Point-per-instance localization data:

- - - - -

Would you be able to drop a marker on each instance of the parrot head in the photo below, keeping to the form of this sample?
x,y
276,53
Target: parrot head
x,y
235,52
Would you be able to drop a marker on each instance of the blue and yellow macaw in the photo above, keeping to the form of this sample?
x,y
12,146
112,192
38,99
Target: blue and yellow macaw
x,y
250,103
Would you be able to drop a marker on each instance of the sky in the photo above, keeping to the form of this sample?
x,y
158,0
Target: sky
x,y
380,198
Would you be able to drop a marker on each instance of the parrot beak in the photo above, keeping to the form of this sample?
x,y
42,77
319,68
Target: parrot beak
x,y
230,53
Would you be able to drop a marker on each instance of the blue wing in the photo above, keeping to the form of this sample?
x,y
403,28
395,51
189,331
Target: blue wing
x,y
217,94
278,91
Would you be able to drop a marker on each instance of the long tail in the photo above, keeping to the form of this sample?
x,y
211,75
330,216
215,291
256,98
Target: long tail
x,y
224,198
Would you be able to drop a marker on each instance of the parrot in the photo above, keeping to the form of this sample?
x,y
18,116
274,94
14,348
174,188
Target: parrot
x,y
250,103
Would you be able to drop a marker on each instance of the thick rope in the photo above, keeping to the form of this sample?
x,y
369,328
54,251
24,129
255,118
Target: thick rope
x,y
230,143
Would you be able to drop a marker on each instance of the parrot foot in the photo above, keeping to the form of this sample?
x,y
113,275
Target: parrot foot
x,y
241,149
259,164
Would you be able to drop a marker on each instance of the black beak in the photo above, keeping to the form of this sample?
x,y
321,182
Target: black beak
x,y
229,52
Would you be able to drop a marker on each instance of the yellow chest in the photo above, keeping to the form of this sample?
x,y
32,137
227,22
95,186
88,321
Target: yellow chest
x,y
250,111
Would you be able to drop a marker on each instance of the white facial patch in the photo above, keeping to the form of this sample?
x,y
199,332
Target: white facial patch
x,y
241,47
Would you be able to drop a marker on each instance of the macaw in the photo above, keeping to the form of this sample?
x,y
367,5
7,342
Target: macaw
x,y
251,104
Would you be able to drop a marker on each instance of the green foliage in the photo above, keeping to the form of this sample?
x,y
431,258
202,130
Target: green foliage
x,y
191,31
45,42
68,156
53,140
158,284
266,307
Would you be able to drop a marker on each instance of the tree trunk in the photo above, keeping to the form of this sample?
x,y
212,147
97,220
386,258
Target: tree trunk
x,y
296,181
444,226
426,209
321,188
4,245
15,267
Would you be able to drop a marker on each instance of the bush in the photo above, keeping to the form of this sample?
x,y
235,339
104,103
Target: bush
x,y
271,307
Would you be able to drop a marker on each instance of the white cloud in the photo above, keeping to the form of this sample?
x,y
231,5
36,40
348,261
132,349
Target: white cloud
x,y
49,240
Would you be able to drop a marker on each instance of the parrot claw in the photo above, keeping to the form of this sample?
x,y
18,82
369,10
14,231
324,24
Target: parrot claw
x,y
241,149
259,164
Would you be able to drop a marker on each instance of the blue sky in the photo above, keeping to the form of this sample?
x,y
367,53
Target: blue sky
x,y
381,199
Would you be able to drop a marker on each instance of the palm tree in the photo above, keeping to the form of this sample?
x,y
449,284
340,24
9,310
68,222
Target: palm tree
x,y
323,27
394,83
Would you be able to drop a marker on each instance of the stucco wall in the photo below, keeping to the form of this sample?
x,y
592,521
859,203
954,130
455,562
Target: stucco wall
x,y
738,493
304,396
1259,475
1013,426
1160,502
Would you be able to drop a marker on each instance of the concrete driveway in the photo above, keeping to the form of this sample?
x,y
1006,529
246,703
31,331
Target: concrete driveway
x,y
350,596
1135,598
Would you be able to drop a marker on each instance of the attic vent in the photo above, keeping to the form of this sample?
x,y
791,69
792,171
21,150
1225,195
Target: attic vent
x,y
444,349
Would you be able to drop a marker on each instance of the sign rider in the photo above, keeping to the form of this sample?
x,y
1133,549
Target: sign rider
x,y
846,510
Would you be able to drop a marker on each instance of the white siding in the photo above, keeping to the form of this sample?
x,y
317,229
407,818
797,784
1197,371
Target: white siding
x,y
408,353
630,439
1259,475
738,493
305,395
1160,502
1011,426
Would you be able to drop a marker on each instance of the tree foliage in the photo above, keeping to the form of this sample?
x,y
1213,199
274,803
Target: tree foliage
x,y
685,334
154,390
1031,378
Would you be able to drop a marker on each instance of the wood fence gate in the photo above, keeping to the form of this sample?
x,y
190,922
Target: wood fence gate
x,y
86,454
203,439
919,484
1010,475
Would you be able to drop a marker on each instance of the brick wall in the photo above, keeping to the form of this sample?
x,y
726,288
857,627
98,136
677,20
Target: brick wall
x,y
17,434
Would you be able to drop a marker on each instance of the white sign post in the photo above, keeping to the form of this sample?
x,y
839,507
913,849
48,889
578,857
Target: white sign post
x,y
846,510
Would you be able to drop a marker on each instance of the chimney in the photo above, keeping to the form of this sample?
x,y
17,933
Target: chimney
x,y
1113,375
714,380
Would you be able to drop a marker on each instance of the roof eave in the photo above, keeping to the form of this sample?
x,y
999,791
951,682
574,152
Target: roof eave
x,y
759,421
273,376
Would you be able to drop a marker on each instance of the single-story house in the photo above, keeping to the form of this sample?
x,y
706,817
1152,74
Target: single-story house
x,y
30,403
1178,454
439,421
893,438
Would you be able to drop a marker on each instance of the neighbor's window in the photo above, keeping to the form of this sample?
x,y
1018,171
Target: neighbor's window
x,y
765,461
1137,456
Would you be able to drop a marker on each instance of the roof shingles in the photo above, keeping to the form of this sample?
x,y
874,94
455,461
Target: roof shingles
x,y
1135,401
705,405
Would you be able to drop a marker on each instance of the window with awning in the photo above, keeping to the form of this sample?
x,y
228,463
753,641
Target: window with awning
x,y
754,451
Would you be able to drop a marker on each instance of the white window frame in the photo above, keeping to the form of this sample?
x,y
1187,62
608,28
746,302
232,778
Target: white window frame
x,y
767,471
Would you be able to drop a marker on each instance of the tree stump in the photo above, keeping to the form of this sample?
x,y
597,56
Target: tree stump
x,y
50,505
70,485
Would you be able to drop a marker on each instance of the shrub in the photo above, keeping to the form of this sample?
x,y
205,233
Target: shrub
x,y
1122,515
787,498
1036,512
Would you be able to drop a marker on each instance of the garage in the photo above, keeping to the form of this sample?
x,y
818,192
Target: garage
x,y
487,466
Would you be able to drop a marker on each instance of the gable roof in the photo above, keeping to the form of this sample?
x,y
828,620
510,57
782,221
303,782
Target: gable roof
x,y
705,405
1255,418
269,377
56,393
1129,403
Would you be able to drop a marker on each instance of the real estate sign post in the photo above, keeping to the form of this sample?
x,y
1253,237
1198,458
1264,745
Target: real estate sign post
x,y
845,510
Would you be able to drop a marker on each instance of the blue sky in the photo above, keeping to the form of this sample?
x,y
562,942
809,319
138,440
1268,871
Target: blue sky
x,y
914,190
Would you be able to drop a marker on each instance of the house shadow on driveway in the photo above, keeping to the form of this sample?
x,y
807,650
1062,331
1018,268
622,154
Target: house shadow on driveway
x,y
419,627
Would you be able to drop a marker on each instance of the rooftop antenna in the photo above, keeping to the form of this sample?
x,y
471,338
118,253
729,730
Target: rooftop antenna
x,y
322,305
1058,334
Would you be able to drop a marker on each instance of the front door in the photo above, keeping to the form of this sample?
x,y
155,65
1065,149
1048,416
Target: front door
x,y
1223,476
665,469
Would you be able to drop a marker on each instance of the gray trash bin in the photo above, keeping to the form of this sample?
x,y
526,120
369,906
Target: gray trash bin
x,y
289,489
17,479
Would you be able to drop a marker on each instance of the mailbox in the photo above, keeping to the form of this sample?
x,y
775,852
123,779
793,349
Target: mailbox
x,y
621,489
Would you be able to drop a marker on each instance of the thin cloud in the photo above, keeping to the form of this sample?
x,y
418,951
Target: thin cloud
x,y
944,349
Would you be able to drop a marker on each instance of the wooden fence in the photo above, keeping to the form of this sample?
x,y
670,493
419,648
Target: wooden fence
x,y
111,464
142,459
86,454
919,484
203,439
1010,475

- - - - -

» **What you need to do**
Exactly the lines from the one containing "Target: real estate sign post" to the final line of the data, both included, should be printed, and nothing more.

» **Solution**
Target: real estate sign post
x,y
845,510
Would you be able to drop a marker on each instance of the blue sky in the photo above, keeping to the form of this sample?
x,y
562,942
809,319
138,440
1268,871
Target: blue sky
x,y
914,190
Would you be able to drop a marker on each instance of the house shadow on driveway in the photo above, keeping to the form of this sample?
x,y
807,650
1062,331
1018,268
622,154
Target: house shadow on driveway
x,y
419,627
Would you be able to drop a marker on each instance of the rooftop antenna in the photo above, keeping to the form of this sample?
x,y
471,338
118,253
729,730
Target: rooftop antenna
x,y
322,305
1058,334
Would you be able to drop a marker on each instance of the front door in the photo above, keeping to the form of this sample?
x,y
155,65
1065,149
1048,416
Target: front door
x,y
1223,476
665,469
Would you be able to drop a marker on each instance of the gray trash bin in the photo above, keeping to the form of this sample?
x,y
526,120
369,906
Target: gray trash bin
x,y
289,489
17,479
Would you be able to drop a marker on each instance of the mailbox in the photo above, keeping to the form of this sample?
x,y
775,852
123,779
793,349
Target: mailbox
x,y
621,489
Would you be able to drop a marker on each instance of the thin cloud in the photo above, keeping to the form of this sample?
x,y
418,951
Target: thin cloud
x,y
944,349
Would you be able to drop a marker on each instance of the wooden fence in the photo above, keeping to the form of this sample?
x,y
670,493
419,648
Target: wooden fence
x,y
111,464
142,459
86,454
919,484
203,439
1010,475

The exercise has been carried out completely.